Dataset: Begin
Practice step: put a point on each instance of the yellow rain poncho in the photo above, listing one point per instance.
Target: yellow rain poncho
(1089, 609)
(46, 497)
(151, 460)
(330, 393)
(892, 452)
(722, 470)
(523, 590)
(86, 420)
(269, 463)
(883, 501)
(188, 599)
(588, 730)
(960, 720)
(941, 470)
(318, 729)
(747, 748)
Dataset: End
A complete, exact transcription of the data above is the required answer.

Practice step: put a point on each instance of the yellow rain poncho in the photo above, listing one point per instance.
Target: yellow rain poncho
(1089, 609)
(46, 497)
(151, 460)
(330, 393)
(892, 452)
(722, 470)
(523, 590)
(86, 420)
(269, 463)
(883, 501)
(188, 599)
(588, 730)
(960, 720)
(941, 470)
(318, 729)
(747, 748)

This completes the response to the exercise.